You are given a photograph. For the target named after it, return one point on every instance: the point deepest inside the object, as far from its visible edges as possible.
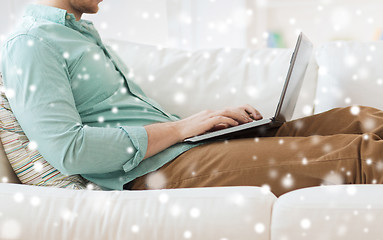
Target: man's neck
(63, 4)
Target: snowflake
(35, 201)
(30, 43)
(355, 110)
(287, 181)
(180, 98)
(156, 180)
(305, 223)
(187, 234)
(259, 228)
(135, 228)
(114, 110)
(32, 145)
(10, 229)
(66, 55)
(195, 212)
(351, 190)
(96, 56)
(38, 166)
(175, 210)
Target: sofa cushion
(7, 175)
(350, 73)
(329, 212)
(28, 164)
(194, 213)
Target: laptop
(286, 105)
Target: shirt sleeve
(37, 84)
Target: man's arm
(164, 135)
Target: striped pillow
(28, 164)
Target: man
(73, 97)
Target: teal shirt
(72, 96)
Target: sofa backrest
(185, 82)
(350, 73)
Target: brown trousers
(340, 146)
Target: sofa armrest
(197, 213)
(329, 212)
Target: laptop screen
(298, 65)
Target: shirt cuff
(139, 139)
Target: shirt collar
(49, 13)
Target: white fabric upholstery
(350, 73)
(185, 83)
(330, 212)
(199, 213)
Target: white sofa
(340, 74)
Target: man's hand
(215, 120)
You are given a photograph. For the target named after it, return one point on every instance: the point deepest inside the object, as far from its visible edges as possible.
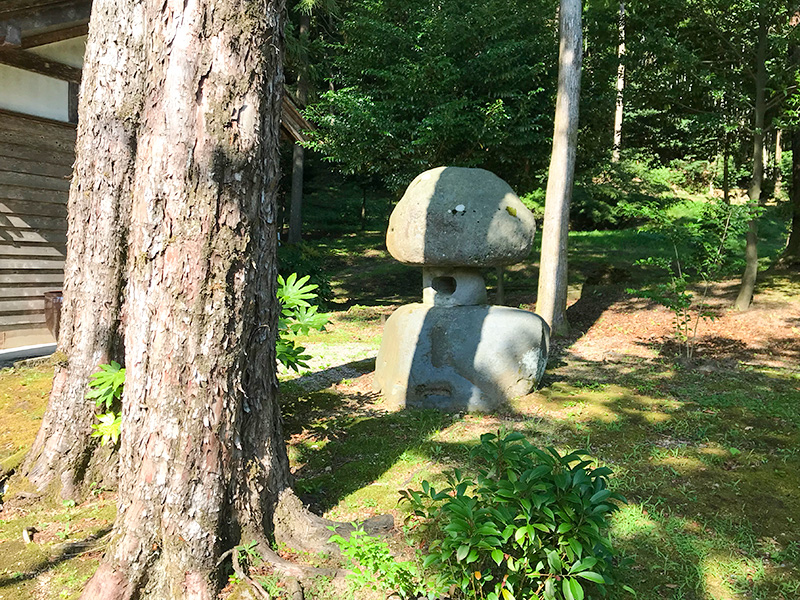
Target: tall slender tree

= = = =

» TRY IT:
Your answer must be the lines from the one containing "Target: striped pillow" through the last line of the records, printed exactly with no pictures; please include both ends.

» EXERCISE RESULT:
Target: striped pillow
(28, 164)
Target: man
(73, 97)
Target: teal shirt
(72, 96)
Target: sofa backrest
(185, 82)
(350, 73)
Target: brown trousers
(340, 146)
Target: sofa armrest
(197, 213)
(329, 212)
Target: laptop screen
(298, 65)
Target: shirt cuff
(139, 139)
Target: shirt collar
(49, 13)
Target: white fabric upholstery
(350, 73)
(185, 83)
(330, 212)
(199, 213)
Target: white sofa
(340, 74)
Target: man's hand
(215, 120)
You are given a photograph. For the target named after it, return one point on every instance: the point deepest inside the object, as far from its visible edges as possible.
Target: tall slender tree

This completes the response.